§ Request
Return, unchanged, each line of the data below that contains the word "flower".

§ Given records
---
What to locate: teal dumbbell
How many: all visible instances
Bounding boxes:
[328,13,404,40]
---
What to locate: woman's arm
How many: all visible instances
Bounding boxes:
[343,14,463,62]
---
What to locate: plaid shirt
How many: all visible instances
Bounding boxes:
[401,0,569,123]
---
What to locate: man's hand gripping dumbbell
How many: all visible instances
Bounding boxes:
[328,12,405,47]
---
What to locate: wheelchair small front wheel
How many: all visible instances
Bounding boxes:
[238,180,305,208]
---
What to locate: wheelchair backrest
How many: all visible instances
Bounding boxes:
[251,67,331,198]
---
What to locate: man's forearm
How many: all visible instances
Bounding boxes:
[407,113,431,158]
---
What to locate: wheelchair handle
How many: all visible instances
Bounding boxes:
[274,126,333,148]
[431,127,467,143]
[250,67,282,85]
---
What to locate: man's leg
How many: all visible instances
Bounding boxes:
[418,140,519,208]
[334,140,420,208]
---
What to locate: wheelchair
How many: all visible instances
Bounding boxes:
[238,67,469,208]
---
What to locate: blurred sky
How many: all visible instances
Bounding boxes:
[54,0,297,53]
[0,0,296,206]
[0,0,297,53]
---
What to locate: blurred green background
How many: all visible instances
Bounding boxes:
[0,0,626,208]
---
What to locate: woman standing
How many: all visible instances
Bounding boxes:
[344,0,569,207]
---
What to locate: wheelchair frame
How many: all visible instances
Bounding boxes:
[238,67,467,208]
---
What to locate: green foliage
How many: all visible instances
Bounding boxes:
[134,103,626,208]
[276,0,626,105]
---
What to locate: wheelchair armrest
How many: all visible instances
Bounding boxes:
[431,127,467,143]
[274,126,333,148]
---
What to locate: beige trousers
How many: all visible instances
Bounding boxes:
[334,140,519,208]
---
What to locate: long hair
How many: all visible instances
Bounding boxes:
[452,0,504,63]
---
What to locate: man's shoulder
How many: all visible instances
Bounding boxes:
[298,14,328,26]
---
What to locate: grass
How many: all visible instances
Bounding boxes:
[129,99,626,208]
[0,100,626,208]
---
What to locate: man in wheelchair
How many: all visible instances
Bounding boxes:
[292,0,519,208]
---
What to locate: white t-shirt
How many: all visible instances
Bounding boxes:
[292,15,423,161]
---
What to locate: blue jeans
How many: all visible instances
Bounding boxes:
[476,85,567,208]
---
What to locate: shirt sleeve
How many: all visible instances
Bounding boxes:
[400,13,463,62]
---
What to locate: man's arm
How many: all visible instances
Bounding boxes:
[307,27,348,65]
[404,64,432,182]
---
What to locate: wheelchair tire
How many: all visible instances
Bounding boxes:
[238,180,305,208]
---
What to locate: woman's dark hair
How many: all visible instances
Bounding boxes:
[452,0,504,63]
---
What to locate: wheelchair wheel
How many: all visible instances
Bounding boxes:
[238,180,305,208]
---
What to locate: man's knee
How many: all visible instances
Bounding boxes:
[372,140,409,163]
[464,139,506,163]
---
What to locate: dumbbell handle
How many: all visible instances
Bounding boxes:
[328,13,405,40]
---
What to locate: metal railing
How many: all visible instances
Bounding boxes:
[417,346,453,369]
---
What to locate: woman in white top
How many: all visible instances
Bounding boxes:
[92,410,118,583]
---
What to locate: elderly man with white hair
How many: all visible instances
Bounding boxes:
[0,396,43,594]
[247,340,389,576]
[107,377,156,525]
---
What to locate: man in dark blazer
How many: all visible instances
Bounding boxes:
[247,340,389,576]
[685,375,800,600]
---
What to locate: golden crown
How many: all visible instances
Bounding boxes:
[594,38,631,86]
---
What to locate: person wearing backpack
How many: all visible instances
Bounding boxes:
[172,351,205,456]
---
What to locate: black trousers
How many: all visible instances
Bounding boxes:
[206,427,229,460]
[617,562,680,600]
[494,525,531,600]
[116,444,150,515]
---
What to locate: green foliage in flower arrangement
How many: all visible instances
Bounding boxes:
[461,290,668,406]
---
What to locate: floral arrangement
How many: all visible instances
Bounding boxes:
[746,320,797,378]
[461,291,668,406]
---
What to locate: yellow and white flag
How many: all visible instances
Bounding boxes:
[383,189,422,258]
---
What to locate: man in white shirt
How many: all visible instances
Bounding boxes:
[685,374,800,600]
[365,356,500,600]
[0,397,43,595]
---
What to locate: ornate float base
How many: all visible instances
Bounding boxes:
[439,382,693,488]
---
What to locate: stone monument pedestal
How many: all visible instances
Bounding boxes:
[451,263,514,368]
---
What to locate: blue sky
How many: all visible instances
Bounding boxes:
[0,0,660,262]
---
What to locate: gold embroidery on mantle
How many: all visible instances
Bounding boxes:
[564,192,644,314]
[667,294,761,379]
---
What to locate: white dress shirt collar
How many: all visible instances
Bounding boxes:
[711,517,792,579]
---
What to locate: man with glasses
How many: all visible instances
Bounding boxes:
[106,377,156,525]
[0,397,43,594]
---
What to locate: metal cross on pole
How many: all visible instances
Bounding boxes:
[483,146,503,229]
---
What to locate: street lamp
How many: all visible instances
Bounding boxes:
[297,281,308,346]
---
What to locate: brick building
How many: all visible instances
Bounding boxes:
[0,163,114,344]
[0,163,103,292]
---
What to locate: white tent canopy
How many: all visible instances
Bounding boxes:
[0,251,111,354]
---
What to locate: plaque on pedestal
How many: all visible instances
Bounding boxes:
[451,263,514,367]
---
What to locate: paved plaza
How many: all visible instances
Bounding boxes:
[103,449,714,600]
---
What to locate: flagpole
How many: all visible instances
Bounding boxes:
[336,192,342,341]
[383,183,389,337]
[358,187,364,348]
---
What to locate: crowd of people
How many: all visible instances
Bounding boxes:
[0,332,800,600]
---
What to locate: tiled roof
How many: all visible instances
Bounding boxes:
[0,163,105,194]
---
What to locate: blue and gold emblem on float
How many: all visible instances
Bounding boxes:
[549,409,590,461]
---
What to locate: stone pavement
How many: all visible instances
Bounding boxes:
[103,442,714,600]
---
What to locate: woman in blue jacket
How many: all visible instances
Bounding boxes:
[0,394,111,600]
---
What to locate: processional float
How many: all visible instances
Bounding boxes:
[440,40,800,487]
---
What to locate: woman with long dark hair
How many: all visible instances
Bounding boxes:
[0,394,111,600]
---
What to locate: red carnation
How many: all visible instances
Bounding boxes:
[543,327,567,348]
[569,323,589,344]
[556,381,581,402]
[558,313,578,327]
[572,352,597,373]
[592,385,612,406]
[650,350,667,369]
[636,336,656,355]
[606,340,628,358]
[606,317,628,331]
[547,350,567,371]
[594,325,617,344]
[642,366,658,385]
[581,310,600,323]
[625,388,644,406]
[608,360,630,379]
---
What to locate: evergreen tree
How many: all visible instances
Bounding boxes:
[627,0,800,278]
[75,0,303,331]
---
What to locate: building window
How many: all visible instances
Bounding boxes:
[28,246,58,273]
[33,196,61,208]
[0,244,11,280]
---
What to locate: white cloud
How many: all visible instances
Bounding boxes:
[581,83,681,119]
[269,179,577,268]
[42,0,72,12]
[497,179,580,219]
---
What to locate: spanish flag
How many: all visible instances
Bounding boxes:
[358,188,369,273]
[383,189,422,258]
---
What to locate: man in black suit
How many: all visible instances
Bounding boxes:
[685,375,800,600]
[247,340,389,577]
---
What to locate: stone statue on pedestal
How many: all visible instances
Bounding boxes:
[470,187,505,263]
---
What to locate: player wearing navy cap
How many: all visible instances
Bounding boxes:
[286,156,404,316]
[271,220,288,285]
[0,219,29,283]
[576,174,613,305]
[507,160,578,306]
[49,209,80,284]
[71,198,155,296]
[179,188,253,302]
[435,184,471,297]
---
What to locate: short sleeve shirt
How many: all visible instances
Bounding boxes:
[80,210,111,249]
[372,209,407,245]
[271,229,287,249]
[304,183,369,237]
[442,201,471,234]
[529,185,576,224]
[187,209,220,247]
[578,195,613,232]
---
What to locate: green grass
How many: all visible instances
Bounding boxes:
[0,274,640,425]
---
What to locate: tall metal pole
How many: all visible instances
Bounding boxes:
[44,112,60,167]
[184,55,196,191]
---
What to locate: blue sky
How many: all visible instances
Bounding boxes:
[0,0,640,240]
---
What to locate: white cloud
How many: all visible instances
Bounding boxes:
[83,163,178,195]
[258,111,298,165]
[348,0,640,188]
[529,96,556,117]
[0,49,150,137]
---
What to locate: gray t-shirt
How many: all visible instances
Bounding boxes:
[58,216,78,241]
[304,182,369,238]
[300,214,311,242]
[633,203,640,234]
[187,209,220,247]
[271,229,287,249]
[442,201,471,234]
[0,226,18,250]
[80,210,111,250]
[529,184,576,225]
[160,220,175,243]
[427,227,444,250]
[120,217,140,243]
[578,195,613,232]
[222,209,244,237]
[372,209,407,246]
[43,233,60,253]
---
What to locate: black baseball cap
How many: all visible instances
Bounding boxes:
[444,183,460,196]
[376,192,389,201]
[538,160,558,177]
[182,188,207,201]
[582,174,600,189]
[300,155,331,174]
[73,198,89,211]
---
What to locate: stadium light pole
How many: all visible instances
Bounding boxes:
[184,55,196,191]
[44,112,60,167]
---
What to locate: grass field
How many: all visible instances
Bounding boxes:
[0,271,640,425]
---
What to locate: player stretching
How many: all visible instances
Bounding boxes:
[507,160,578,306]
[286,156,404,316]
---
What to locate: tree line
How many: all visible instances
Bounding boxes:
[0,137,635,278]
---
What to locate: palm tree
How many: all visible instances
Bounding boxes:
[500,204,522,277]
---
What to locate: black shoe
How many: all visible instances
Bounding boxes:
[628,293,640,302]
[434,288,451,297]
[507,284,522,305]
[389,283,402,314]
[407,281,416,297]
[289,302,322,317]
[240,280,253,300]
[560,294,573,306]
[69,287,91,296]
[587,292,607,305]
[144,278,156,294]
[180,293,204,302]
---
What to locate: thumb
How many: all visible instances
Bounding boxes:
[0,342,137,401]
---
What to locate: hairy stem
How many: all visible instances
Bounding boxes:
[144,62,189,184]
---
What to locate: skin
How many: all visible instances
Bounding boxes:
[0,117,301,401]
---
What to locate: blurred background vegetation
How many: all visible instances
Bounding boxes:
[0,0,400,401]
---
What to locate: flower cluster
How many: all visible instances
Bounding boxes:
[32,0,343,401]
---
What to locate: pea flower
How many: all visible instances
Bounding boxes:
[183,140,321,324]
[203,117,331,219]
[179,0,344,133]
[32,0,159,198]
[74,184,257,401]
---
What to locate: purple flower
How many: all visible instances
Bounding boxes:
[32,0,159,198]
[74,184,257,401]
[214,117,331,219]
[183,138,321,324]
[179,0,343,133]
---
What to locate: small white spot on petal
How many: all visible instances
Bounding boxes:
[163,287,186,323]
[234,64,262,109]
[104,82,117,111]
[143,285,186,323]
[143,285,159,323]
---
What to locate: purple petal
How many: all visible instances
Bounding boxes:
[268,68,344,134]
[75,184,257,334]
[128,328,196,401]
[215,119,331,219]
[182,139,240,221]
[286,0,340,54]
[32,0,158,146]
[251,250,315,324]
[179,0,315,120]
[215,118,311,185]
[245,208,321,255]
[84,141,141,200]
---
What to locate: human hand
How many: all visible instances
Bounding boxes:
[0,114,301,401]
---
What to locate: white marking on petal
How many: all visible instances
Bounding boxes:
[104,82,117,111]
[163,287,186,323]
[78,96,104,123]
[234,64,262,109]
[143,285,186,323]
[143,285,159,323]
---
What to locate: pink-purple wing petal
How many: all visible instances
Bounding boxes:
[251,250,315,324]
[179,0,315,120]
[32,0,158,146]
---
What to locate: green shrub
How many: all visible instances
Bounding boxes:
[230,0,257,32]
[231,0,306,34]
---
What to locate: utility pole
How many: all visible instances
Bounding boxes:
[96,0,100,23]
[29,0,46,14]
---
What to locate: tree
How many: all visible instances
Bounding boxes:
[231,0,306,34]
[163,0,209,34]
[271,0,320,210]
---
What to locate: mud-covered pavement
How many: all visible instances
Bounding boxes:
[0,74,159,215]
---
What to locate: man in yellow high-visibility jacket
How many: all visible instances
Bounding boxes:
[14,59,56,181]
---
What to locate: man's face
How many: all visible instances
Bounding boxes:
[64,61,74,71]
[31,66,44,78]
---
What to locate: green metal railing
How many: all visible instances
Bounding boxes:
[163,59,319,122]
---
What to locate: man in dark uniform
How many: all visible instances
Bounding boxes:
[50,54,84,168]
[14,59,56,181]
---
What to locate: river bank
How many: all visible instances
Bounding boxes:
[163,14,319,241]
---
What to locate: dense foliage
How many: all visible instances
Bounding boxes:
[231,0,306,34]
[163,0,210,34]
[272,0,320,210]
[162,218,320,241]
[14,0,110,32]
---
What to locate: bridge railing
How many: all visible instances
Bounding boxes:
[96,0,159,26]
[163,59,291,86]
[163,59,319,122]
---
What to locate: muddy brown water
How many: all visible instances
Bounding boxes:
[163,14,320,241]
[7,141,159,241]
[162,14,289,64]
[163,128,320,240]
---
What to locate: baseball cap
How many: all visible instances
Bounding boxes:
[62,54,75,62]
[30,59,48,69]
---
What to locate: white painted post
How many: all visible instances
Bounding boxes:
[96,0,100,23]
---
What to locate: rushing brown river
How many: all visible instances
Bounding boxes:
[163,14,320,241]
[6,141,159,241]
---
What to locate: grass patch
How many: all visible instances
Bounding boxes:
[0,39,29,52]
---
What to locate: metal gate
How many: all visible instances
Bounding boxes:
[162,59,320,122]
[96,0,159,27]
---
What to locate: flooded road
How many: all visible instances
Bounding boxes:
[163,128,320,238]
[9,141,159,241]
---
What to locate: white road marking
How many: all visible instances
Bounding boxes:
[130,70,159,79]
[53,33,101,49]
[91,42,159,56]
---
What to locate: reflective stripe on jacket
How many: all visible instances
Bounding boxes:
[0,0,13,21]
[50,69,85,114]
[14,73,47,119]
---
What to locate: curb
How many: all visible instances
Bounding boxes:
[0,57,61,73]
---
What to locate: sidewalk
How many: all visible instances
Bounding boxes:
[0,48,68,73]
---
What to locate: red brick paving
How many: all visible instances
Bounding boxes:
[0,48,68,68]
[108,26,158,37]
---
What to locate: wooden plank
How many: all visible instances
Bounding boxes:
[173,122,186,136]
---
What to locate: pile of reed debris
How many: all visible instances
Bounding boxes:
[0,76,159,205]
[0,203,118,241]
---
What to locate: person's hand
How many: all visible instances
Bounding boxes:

§ Finished answer
What to locate: green foliage in flower arrangement
What to locate: flower cluster
What to locate: pea flower
What to locate: purple flower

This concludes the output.